**** RECORDS TO PROCESS ****

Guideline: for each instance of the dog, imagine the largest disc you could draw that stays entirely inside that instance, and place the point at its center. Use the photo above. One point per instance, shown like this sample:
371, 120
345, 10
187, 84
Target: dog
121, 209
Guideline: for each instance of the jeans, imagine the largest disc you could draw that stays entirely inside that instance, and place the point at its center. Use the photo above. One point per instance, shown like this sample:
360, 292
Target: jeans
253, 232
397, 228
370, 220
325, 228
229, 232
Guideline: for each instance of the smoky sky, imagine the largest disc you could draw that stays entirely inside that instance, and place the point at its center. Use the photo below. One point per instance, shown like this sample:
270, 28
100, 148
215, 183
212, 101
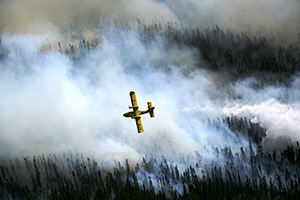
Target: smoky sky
50, 103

****

**TASK TO COMPLETE:**
Could you output every record above exactly as it appears, without the pictures?

**EXPECTED ANSWER:**
Guideline: for each instance of the dog, imagine the largest disc you could draw that stays entirely inside that instance, and place the point at its center. Use the photo above. One point per instance, shown like this sample:
371, 120
345, 10
187, 84
Target: dog
121, 209
Guideline: for each instance of the jeans, imagine the largest disc you could draw that stays entirely inside that instance, and place the point at its center. Use the photo above. One point per instance, shown like this sample:
360, 292
Target: jeans
253, 232
397, 228
370, 220
325, 228
229, 232
Guideline: for each instance of the smoky sky, imagine the largest disc you could draw that stays entirely inside that instance, and place the point at its center. Use the photo below. One point per instance, shown like this sample:
270, 28
100, 148
215, 183
212, 101
Target: smoky sky
50, 103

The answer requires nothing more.